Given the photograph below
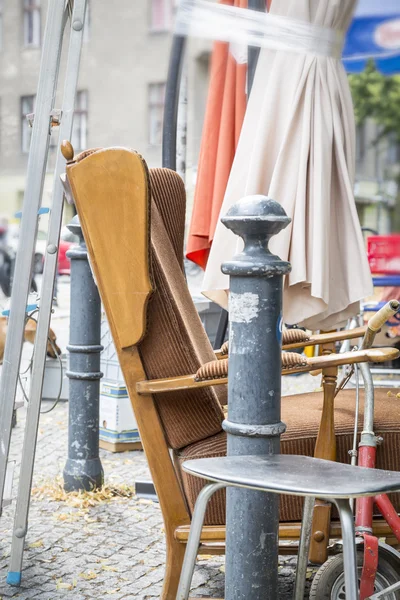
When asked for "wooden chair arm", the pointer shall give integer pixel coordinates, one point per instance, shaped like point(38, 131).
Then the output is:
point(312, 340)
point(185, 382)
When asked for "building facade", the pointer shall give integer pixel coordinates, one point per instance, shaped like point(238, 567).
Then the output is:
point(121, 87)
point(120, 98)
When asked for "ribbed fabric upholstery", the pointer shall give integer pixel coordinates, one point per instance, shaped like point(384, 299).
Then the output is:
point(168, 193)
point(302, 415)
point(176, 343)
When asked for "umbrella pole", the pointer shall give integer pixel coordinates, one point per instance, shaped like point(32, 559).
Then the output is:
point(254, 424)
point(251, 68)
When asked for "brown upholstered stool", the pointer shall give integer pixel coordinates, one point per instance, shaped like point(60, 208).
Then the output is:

──────

■ **ACTIVITY**: In the material, count each line that holds the string "pointer", and report only how many there are.

■ **TASK SOLUTION**: 5